(Stored records)
|---|

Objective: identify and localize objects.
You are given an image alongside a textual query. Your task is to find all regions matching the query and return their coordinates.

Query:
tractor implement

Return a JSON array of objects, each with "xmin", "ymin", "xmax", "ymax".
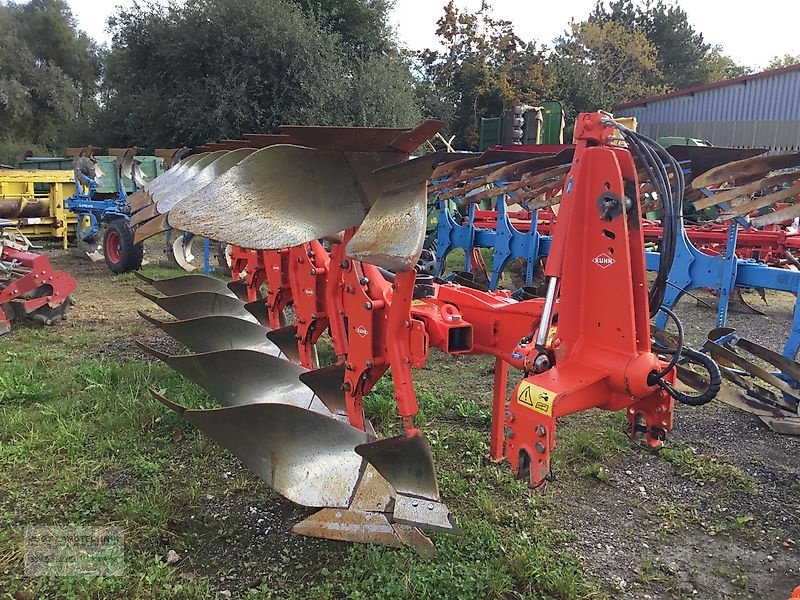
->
[
  {"xmin": 704, "ymin": 327, "xmax": 800, "ymax": 435},
  {"xmin": 134, "ymin": 271, "xmax": 236, "ymax": 298},
  {"xmin": 139, "ymin": 311, "xmax": 280, "ymax": 356},
  {"xmin": 0, "ymin": 219, "xmax": 77, "ymax": 335},
  {"xmin": 134, "ymin": 288, "xmax": 259, "ymax": 323},
  {"xmin": 130, "ymin": 113, "xmax": 719, "ymax": 554}
]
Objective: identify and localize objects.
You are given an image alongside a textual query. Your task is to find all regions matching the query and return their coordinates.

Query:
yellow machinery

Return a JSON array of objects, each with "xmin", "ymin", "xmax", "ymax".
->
[{"xmin": 0, "ymin": 169, "xmax": 76, "ymax": 249}]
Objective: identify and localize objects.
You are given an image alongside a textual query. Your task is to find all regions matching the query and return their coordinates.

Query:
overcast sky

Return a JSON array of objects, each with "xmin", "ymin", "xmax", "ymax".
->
[{"xmin": 68, "ymin": 0, "xmax": 800, "ymax": 67}]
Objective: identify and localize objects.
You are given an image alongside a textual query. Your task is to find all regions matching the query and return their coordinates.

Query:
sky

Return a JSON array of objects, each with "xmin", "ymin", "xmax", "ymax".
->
[{"xmin": 61, "ymin": 0, "xmax": 800, "ymax": 68}]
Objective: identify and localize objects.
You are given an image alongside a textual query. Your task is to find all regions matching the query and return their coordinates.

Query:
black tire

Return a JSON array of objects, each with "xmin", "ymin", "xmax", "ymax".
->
[{"xmin": 103, "ymin": 219, "xmax": 144, "ymax": 273}]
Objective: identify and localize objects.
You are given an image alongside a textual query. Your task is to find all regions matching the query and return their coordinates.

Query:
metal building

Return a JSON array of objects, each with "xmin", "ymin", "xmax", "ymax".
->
[{"xmin": 614, "ymin": 65, "xmax": 800, "ymax": 150}]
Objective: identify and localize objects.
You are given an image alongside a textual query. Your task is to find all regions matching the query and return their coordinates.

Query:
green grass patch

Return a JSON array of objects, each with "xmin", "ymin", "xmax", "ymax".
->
[
  {"xmin": 0, "ymin": 328, "xmax": 598, "ymax": 600},
  {"xmin": 658, "ymin": 447, "xmax": 756, "ymax": 493}
]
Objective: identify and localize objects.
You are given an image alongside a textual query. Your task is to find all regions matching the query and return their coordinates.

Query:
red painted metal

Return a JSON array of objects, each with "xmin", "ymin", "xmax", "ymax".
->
[
  {"xmin": 0, "ymin": 243, "xmax": 78, "ymax": 334},
  {"xmin": 227, "ymin": 114, "xmax": 674, "ymax": 486}
]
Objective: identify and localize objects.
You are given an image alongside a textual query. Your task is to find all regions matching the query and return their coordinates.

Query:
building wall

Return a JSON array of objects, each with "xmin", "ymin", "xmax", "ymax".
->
[{"xmin": 615, "ymin": 70, "xmax": 800, "ymax": 150}]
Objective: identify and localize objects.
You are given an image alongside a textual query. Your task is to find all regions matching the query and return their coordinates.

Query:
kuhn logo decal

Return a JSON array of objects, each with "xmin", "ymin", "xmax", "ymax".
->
[{"xmin": 592, "ymin": 252, "xmax": 617, "ymax": 269}]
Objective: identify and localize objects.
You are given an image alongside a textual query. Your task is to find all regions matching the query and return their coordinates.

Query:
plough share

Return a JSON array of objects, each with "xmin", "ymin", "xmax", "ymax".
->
[{"xmin": 131, "ymin": 113, "xmax": 720, "ymax": 553}]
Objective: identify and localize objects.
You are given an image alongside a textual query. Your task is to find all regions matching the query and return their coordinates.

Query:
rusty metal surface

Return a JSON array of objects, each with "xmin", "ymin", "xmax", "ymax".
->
[
  {"xmin": 350, "ymin": 464, "xmax": 394, "ymax": 512},
  {"xmin": 488, "ymin": 149, "xmax": 575, "ymax": 183},
  {"xmin": 692, "ymin": 152, "xmax": 800, "ymax": 190},
  {"xmin": 136, "ymin": 340, "xmax": 328, "ymax": 414},
  {"xmin": 693, "ymin": 171, "xmax": 800, "ymax": 210},
  {"xmin": 346, "ymin": 180, "xmax": 428, "ymax": 272},
  {"xmin": 703, "ymin": 340, "xmax": 800, "ymax": 400},
  {"xmin": 721, "ymin": 183, "xmax": 800, "ymax": 221},
  {"xmin": 294, "ymin": 364, "xmax": 347, "ymax": 414},
  {"xmin": 134, "ymin": 288, "xmax": 258, "ymax": 323},
  {"xmin": 667, "ymin": 144, "xmax": 767, "ymax": 184},
  {"xmin": 389, "ymin": 119, "xmax": 444, "ymax": 154},
  {"xmin": 151, "ymin": 390, "xmax": 367, "ymax": 508},
  {"xmin": 133, "ymin": 271, "xmax": 236, "ymax": 298},
  {"xmin": 292, "ymin": 508, "xmax": 404, "ymax": 548},
  {"xmin": 750, "ymin": 202, "xmax": 800, "ymax": 227},
  {"xmin": 392, "ymin": 493, "xmax": 461, "ymax": 534},
  {"xmin": 278, "ymin": 125, "xmax": 411, "ymax": 154},
  {"xmin": 356, "ymin": 430, "xmax": 439, "ymax": 501},
  {"xmin": 139, "ymin": 311, "xmax": 280, "ymax": 356},
  {"xmin": 153, "ymin": 148, "xmax": 255, "ymax": 213},
  {"xmin": 144, "ymin": 152, "xmax": 208, "ymax": 191},
  {"xmin": 169, "ymin": 146, "xmax": 382, "ymax": 250}
]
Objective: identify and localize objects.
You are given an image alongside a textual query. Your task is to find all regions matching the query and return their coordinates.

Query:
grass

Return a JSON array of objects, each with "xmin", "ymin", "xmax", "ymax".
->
[
  {"xmin": 659, "ymin": 446, "xmax": 756, "ymax": 493},
  {"xmin": 0, "ymin": 318, "xmax": 599, "ymax": 599},
  {"xmin": 0, "ymin": 268, "xmax": 780, "ymax": 600}
]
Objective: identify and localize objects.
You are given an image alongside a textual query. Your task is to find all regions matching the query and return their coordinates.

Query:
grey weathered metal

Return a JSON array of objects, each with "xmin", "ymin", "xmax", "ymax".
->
[{"xmin": 614, "ymin": 65, "xmax": 800, "ymax": 150}]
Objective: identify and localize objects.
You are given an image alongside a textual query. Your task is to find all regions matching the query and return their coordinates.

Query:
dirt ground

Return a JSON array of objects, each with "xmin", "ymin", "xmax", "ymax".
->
[{"xmin": 7, "ymin": 252, "xmax": 800, "ymax": 599}]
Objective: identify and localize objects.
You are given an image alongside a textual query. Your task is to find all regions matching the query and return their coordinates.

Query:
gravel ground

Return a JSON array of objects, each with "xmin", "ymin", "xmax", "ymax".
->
[
  {"xmin": 18, "ymin": 251, "xmax": 800, "ymax": 600},
  {"xmin": 556, "ymin": 293, "xmax": 800, "ymax": 600}
]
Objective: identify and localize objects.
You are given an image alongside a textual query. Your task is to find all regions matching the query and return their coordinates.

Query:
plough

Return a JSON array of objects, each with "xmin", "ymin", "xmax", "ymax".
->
[
  {"xmin": 437, "ymin": 149, "xmax": 800, "ymax": 360},
  {"xmin": 131, "ymin": 113, "xmax": 720, "ymax": 553},
  {"xmin": 0, "ymin": 219, "xmax": 77, "ymax": 335}
]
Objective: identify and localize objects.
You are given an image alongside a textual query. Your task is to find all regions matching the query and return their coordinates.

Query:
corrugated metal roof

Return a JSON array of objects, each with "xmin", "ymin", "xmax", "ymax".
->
[
  {"xmin": 614, "ymin": 65, "xmax": 800, "ymax": 150},
  {"xmin": 613, "ymin": 64, "xmax": 800, "ymax": 112}
]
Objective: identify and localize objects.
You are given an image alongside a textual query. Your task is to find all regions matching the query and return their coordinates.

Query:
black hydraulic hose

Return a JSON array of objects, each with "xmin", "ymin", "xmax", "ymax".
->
[
  {"xmin": 648, "ymin": 306, "xmax": 683, "ymax": 385},
  {"xmin": 606, "ymin": 119, "xmax": 685, "ymax": 317},
  {"xmin": 658, "ymin": 348, "xmax": 722, "ymax": 406}
]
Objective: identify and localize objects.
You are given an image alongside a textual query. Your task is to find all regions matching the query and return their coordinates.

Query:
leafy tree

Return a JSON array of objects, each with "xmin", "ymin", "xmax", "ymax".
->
[
  {"xmin": 767, "ymin": 52, "xmax": 800, "ymax": 69},
  {"xmin": 589, "ymin": 0, "xmax": 735, "ymax": 90},
  {"xmin": 102, "ymin": 0, "xmax": 418, "ymax": 146},
  {"xmin": 295, "ymin": 0, "xmax": 394, "ymax": 57},
  {"xmin": 415, "ymin": 0, "xmax": 552, "ymax": 148},
  {"xmin": 550, "ymin": 20, "xmax": 665, "ymax": 122},
  {"xmin": 0, "ymin": 0, "xmax": 100, "ymax": 162},
  {"xmin": 705, "ymin": 46, "xmax": 752, "ymax": 81}
]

|---|

Pick out each line in the stored records that contains the word "metal", and copy those lines.

metal building
red painted metal
rusty metal surface
grey weathered metal
corrugated metal roof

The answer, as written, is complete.